___ Data shown
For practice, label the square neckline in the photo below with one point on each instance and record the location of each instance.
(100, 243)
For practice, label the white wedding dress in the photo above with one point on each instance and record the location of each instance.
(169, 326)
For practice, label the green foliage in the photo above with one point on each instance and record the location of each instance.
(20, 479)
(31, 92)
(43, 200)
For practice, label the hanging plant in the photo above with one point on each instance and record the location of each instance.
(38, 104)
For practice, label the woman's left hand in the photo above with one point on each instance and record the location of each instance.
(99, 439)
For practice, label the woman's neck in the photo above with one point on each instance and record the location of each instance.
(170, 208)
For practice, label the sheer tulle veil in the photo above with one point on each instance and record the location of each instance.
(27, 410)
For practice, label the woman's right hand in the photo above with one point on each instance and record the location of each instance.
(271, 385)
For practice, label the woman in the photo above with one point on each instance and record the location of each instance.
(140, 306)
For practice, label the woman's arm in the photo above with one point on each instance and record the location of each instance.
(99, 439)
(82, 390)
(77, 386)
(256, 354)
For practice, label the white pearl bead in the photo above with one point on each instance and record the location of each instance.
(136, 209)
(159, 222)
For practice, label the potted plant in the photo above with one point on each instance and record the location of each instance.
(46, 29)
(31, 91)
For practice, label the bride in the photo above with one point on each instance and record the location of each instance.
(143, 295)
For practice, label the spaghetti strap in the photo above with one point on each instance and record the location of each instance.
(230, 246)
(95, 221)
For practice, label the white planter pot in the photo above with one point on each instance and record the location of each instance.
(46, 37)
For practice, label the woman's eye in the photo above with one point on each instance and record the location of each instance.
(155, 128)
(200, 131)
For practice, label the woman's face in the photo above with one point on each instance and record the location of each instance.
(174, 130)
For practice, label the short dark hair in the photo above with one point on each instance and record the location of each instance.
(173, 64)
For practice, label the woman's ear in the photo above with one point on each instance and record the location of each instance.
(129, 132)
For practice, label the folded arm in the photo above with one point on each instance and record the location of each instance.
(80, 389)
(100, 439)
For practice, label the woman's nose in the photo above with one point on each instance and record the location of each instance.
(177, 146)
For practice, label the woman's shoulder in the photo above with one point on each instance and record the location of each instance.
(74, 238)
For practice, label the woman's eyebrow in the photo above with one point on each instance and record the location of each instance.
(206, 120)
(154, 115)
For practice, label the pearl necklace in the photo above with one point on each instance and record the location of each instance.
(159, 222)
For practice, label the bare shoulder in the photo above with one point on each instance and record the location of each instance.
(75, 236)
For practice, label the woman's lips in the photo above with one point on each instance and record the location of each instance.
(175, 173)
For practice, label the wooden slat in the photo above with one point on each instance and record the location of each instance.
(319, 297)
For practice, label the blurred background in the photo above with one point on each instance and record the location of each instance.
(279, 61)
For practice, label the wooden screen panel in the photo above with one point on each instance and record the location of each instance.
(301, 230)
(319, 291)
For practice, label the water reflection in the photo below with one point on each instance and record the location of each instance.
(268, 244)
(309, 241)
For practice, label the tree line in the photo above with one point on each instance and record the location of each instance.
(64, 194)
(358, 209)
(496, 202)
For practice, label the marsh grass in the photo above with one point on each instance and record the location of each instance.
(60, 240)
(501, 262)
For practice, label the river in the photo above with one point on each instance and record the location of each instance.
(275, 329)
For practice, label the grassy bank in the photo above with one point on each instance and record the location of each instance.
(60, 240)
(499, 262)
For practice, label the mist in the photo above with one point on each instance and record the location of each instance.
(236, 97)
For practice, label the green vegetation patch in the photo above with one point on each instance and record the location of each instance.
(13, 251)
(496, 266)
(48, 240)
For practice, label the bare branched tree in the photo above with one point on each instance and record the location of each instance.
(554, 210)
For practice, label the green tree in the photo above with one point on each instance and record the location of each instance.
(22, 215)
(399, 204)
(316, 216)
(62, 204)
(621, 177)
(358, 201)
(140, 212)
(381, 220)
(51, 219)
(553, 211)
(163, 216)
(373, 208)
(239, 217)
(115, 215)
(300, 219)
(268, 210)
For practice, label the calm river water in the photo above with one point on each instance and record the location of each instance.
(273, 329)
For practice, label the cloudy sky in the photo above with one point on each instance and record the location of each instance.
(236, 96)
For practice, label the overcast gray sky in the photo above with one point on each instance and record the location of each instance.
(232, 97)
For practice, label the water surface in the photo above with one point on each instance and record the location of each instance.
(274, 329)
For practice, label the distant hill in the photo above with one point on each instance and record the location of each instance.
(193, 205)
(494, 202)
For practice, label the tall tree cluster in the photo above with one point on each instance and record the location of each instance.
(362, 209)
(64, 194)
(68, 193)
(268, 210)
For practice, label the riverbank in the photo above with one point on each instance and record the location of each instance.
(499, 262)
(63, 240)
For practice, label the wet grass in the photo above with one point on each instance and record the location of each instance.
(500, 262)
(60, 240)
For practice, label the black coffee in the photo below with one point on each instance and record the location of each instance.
______
___ Data shown
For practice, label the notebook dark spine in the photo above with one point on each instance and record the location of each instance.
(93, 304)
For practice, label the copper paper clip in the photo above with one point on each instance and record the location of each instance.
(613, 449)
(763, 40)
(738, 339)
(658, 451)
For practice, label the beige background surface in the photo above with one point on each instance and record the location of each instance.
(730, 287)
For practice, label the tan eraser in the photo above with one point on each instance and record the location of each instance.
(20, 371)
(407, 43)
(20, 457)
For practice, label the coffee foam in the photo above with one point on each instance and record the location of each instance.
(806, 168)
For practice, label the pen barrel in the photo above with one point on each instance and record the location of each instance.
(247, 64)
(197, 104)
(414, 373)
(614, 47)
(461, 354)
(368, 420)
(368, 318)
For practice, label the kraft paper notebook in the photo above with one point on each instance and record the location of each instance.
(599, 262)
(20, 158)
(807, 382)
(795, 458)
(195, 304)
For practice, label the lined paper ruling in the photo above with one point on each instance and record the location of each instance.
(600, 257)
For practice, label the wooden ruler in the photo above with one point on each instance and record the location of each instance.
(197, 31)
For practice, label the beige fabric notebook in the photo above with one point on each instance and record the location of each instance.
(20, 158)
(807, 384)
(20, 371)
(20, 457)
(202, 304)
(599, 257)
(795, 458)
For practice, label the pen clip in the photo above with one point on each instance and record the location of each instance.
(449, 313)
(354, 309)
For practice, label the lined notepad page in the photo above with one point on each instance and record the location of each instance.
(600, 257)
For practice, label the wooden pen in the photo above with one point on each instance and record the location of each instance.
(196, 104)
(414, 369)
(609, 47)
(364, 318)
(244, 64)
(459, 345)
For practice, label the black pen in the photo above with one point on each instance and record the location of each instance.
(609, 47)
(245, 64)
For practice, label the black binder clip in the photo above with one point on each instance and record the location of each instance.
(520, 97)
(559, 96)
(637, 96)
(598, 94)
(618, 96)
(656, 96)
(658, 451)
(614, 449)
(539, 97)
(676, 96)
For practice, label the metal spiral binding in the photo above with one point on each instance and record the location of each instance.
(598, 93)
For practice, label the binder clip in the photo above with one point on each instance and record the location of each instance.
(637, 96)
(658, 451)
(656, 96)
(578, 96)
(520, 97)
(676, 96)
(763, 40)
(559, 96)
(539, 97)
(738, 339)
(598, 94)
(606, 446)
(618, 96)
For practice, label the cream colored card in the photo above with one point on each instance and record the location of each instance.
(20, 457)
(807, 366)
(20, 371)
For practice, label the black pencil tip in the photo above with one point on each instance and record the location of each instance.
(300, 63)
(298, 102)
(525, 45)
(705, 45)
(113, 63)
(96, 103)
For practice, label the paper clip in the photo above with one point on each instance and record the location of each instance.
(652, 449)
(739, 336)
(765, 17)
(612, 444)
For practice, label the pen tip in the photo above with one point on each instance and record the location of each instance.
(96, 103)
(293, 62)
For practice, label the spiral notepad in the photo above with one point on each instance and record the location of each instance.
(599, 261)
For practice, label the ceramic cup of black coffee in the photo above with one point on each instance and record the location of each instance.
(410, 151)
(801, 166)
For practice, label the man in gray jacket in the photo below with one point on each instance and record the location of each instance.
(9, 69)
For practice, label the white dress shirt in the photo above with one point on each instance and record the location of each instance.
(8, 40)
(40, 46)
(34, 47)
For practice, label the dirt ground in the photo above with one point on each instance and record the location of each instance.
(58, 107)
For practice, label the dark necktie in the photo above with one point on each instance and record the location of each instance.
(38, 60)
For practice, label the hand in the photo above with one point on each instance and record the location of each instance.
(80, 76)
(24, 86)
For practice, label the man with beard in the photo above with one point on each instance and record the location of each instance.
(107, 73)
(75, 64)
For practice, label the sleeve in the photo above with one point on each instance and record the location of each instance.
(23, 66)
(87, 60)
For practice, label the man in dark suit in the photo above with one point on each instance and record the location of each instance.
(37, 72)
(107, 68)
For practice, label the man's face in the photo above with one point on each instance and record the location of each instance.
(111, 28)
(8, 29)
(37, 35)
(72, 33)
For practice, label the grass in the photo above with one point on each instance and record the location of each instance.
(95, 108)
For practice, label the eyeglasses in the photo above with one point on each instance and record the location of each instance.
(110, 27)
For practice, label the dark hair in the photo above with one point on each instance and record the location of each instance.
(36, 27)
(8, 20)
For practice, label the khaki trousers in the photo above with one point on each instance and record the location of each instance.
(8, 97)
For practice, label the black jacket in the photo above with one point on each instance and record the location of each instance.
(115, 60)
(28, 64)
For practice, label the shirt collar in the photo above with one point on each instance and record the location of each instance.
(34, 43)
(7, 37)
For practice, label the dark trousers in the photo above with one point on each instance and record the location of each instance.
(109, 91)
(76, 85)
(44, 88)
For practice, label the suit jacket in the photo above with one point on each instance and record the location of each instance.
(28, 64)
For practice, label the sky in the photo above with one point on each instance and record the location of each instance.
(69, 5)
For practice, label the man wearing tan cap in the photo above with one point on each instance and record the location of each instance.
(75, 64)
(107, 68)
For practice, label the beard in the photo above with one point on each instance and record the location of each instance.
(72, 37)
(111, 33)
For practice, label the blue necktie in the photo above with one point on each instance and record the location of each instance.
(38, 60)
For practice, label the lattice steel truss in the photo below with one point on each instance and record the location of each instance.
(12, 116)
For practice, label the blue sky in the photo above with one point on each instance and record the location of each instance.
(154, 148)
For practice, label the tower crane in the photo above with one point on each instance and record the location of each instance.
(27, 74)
______
To be done -
Please pull out every line above that contains the word "white", copying each one in full.

Finished exercise -
For practice, label the white wedding dress in the photo above with one point on each instance and record the location of each instance.
For practice, label the white pearl bead in the photo above with one point on each instance and record the location of each instance.
For practice, label the white planter pot in the photo above with one point on each instance and record the location of each instance.
For practice, label the white dress shirt in the photo above with one point on each instance and record the location of each instance.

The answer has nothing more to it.